### PROBLEM TO WORK ON
Among the entries that follow, the required portion opens with the line containing "locate the sky in the photo above" and closes with the line containing "locate the tree in the photo above". Give that portion again exactly, and nothing else.

### EXTRACTED DATA
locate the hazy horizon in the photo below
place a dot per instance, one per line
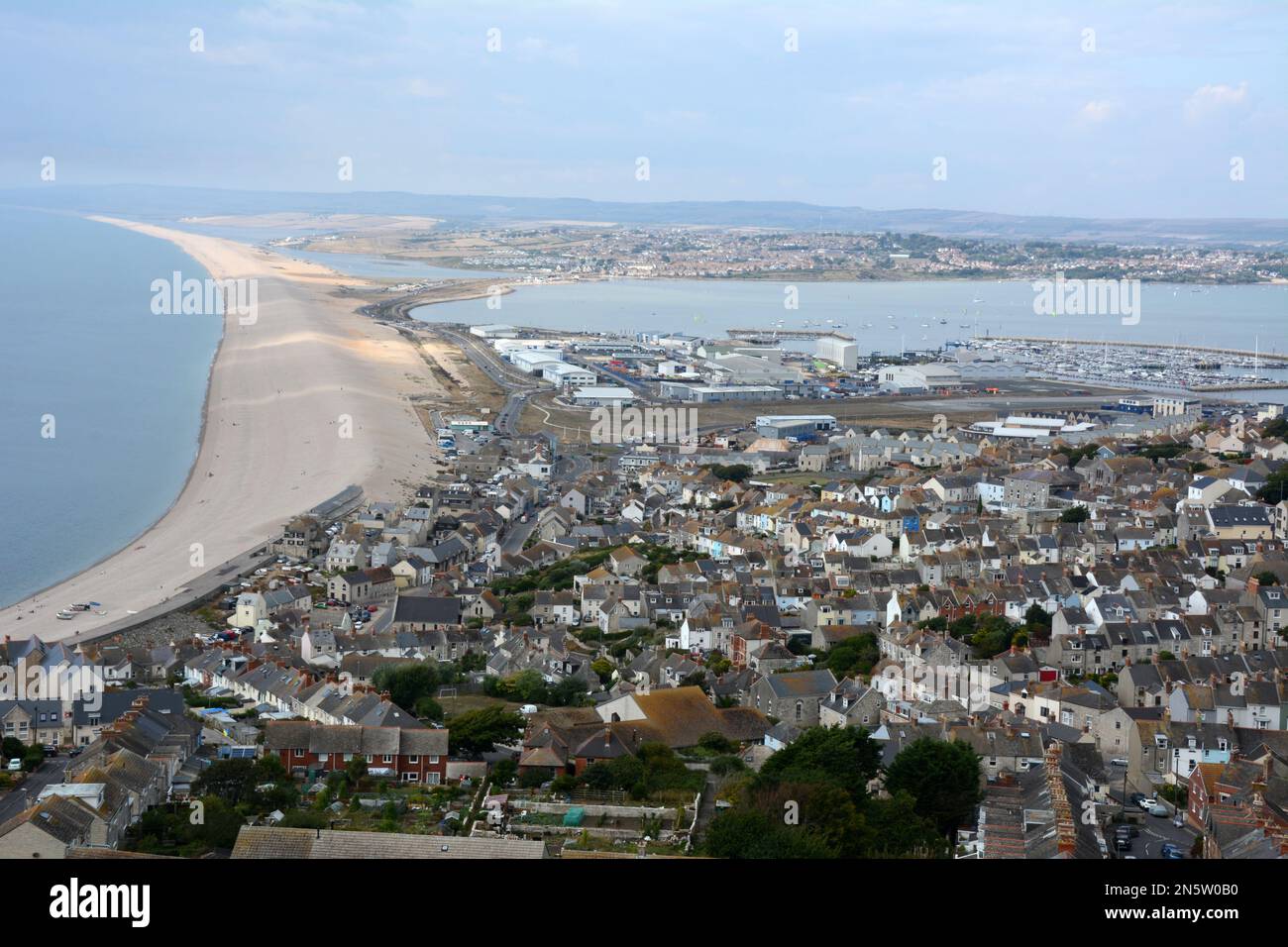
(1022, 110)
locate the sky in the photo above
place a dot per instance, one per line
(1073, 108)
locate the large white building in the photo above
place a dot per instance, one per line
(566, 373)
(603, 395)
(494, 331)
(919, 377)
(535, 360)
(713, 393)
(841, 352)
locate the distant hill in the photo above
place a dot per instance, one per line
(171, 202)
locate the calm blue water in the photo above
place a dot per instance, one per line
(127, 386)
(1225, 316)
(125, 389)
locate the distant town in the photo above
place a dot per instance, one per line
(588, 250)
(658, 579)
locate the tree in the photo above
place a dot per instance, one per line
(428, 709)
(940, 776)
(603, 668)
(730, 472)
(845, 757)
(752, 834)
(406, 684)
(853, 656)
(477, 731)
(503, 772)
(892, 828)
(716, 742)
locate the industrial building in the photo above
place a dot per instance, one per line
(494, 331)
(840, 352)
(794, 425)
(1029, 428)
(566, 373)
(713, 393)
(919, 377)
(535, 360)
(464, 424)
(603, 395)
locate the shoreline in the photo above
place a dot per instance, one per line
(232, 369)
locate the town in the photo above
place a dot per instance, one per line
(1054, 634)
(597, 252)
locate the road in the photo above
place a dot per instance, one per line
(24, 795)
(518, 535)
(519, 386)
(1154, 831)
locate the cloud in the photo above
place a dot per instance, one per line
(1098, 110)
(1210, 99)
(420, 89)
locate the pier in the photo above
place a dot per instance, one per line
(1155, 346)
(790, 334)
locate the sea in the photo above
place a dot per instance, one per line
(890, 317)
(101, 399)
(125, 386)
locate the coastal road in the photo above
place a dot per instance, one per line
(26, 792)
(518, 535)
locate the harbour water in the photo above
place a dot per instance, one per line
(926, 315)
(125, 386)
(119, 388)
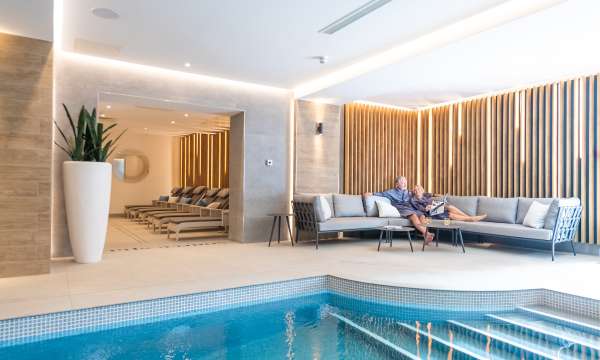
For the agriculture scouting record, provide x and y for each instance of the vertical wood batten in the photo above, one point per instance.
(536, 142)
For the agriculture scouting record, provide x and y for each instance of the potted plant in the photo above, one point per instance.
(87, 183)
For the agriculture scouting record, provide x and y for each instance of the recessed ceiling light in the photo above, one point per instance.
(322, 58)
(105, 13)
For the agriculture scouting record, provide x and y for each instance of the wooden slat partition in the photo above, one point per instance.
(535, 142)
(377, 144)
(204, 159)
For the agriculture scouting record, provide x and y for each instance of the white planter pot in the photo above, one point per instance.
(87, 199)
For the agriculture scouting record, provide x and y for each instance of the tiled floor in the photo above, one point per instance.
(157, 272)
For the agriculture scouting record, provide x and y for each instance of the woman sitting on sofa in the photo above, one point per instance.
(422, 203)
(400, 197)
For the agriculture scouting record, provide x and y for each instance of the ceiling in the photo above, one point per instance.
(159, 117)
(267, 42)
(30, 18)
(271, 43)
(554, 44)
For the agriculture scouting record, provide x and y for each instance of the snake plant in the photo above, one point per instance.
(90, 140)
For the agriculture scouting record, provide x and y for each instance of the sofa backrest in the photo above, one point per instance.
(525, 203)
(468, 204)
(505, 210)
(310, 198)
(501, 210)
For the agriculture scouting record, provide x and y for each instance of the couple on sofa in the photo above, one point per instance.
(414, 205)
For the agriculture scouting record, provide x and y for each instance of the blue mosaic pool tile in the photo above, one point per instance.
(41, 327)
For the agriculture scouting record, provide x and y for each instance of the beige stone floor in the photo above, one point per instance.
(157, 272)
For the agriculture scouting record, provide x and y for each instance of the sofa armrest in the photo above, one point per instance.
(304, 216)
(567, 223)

### ANSWER TO THIS EXERCISE
locate the sky in the photo above
place a dot per instance, one per line
(1073, 108)
locate the large white building in the photo above
place a dot per instance, one per line
(566, 373)
(603, 395)
(494, 331)
(919, 377)
(535, 360)
(713, 393)
(841, 352)
locate the distant hill in the photo above
place a dot per instance, one per line
(171, 202)
locate the calm blue water in the photo above
place a dot per instance, one per line
(127, 386)
(1225, 316)
(125, 389)
locate the distant town in the photo above
place a dot per instance, one per line
(588, 250)
(658, 579)
locate the tree in the photo above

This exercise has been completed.